Excerpt provided –
A lot of you are also missing the most important part of the deal...
With a standard transformer-based linear power supply the power is dumped into those capacitors by the rectifiers... And that power is dumped into the capacitors in pulses... (Picture a bunch of guys with buckets filling up a water tank.) The capacitors then smooth out those pulses into steady DC power by providing a storage reservoir... However, as the amplifier draws more power, the output voltage sags down, and the noise goes up... (That's one reason why those capacitors have to be so big... and why bigger ones sometimes work better.) A SMPS WORKS VERY DIFFERENTLY. Virtually all SMPS are REGULATED - including ours.
This means that we don't have to hope that the reservoir will be big enough to smooth out most of the noise. We have active circuitry that carefully monitors the level and meters the refills to ensure that the output remains constant. So, when you design a SMPS, you do have to be careful to ensure that all of the high frequency noise is removed.... But you DON'T have to worry about the voltage sagging under load... Or about the 60 Hz or 120 Hz line noise increasing under heavy load...

Exercises to complete –
a: Please reproduce the stretch of the power supply post from "A lot of you" through "- including ours.".
b: Using the power supply post, decide whether each statement agrees with it. Answer yes or no for each, quoting the words that settle it: (i) In a standard linear supply, the output voltage drops as the amplifier draws more power. (ii) The writer's SMPS is unregulated. (iii) A designer of an SMPS need not be concerned about high frequency noise.
The data that comes after this is not needed.

Data section –

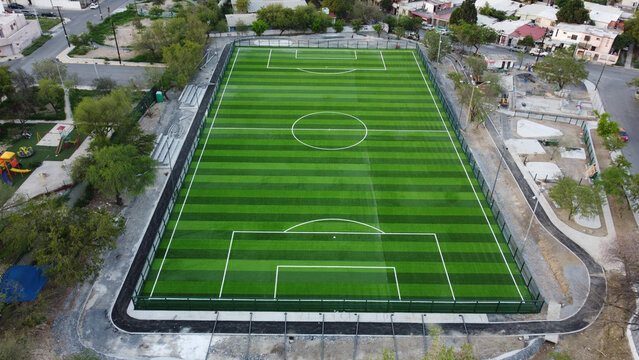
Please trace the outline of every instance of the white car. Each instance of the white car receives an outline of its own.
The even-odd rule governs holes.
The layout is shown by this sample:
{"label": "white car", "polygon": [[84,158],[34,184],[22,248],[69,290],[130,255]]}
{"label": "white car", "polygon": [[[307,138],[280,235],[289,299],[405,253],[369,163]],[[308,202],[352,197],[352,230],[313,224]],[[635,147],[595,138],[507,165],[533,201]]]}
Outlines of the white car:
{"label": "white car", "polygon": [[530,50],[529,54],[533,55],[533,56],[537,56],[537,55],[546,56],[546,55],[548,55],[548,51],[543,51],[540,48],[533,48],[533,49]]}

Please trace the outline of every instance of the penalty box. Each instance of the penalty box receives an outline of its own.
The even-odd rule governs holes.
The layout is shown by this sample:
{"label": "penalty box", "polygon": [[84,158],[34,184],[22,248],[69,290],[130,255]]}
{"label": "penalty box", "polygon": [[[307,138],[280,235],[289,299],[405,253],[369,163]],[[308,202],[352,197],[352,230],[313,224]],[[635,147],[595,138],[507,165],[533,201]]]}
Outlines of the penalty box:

Results by task –
a:
A lot of you are also missing the most important part of the deal...
With a standard transformer-based linear power supply the power is dumped into those capacitors by the rectifiers... And that power is dumped into the capacitors in pulses... (Picture a bunch of guys with buckets filling up a water tank.) The capacitors then smooth out those pulses into steady DC power by providing a storage reservoir... However, as the amplifier draws more power, the output voltage sags down, and the noise goes up... (That's one reason why those capacitors have to be so big... and why bigger ones sometimes work better.) A SMPS WORKS VERY DIFFERENTLY. Virtually all SMPS are REGULATED - including ours.

b:
(i) Yes: "as the amplifier draws more power, the output voltage sags down, and the noise goes up"
(ii) No: "Virtually all SMPS are REGULATED - including ours."
(iii) No: "when you design a SMPS, you do have to be careful to ensure that all of the high frequency noise is removed"